*** Working data ***

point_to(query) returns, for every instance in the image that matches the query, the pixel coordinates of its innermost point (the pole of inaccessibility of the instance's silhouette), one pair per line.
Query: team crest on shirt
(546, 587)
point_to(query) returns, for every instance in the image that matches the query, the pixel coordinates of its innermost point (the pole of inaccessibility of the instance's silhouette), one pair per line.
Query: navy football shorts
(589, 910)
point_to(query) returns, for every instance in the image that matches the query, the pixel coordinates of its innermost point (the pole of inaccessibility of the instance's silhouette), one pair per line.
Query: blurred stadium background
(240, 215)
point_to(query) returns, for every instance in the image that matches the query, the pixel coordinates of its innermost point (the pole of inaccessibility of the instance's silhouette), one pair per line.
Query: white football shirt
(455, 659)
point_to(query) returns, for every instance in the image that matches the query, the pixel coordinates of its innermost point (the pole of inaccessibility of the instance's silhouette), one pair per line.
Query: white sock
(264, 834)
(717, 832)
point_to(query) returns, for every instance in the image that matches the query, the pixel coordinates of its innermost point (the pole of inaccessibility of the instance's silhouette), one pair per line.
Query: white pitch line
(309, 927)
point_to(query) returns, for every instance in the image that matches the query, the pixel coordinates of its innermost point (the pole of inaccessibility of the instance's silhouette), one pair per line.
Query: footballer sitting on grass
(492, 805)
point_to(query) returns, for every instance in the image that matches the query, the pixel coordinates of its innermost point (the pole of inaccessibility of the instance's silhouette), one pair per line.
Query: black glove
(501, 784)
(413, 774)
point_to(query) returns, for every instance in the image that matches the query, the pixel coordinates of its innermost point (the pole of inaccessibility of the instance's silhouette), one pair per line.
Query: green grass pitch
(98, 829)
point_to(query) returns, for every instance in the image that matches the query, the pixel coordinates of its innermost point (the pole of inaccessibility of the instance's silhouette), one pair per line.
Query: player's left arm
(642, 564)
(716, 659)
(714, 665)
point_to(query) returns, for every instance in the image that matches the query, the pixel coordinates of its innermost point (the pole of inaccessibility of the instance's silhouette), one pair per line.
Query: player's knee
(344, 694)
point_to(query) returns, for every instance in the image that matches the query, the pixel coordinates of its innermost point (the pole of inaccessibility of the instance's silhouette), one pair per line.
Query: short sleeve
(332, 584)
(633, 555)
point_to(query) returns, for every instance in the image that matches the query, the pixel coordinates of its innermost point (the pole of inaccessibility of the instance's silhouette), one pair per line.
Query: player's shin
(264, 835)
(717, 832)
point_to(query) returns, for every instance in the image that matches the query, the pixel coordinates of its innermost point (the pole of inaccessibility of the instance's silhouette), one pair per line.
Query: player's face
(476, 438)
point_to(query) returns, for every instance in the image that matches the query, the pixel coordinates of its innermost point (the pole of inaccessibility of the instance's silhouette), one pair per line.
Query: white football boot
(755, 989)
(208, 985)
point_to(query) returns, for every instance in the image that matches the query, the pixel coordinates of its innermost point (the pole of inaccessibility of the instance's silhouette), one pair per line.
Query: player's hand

***

The answer must reproduce all of the entries exactly.

- **Expected answer**
point_to(query) returns, for every instance in the image that matches the query, the pixel coordinates of its innermost point (the pole of inaccessibility of the instance's silhouette), one pair per line.
Query: team crest on shirt
(546, 587)
point_to(query) returns, for every instance in the image that matches the query, the pixel coordinates of its innermost point (the pole of inaccessibility of the instance's silhouette), one pair per line.
Query: navy football shorts
(589, 910)
point_to(query) returns, for every instance in the image that matches the query, the pixel coordinates of its innermost point (the pole of inaccessibility of the instance's silhouette), one pair per line.
Query: blurred stadium background
(240, 215)
point_to(query) returns, for every instance in the image that matches the query, the pixel coordinates of its innermost point (the pole of inaccessibility of the instance's silhouette), one pair per line.
Query: white football shirt
(455, 659)
point_to(query) returns, for every instance in the image that matches the query, the pixel coordinates of its innermost point (the pole of inaccessibility of the instance's silhouette), one pair per line.
Query: white sock
(264, 834)
(717, 832)
point_to(query) returns, for every instance in the image that matches the query, the pixel coordinates of its innermost point (the pole of inaccessibility of the instance's silhouette), one pair per line.
Query: white pitch line
(309, 927)
point_to(query) returns, for every instance in the image that matches the query, the pixel coordinates of its innermost point (the pole of inaccessibility of the instance's silhouette), one pair per line.
Query: footballer sitting on grass
(492, 805)
point_to(query) returns, for every instance in the image that matches the query, the pixel coordinates of its innermost point (the pole of inaccessibility of the instance's silhouette), one pair per line.
Query: black glove
(501, 784)
(413, 774)
point_to(query) returns, for every instance in the image that matches the query, the pixel coordinates of its innermost point (the pole of inaccessibility of the instance's silhouette), one pair per line.
Query: green grass pitch
(98, 829)
point_to(query) returns, for every instance in the image that matches the query, the pixel coordinates of its innermost point (the pole of inaccessibility of the instance's silhouette), one pair per line.
Query: player's left arm
(642, 564)
(716, 659)
(714, 665)
point_to(query) returns, for every instance in the image that matches the query, the pixel coordinates of its innermost point (the pole of inaccessibility of the instance's silhouette), one pair per line.
Query: player's knee
(344, 694)
point_to(query) returns, for every instance in the image that matches the query, the pixel coordinates of its innermost point (the pole of inaccessibility of the instance's silhouette), one pair per line.
Query: short sleeve
(332, 584)
(633, 555)
point_to(query) returns, for every instance in the image that matches the query, the pixel coordinates of its innermost point (the pole of inaccessibility of the instance's silhouette), one pair per line.
Query: player's shin
(264, 835)
(717, 832)
point_to(query) returns, for every instance in the image that matches the query, the pixel coordinates of its innermost point (the pole of inaccessibility of the instance's silhouette), one pair per line.
Query: player's face
(476, 438)
point_to(query) returns, for every instance in the image that matches the query, the pixel coordinates of its innermost point (the pole of inaccessibility of the instance's silhouette), one pair per line.
Query: white football boot
(755, 989)
(208, 985)
point_to(query) returns, for every instance in the image that matches the query, the pixel coordinates of its innermost point (the pole of inaccessibility of the instance's silhouette), one pair per line.
Query: player's hand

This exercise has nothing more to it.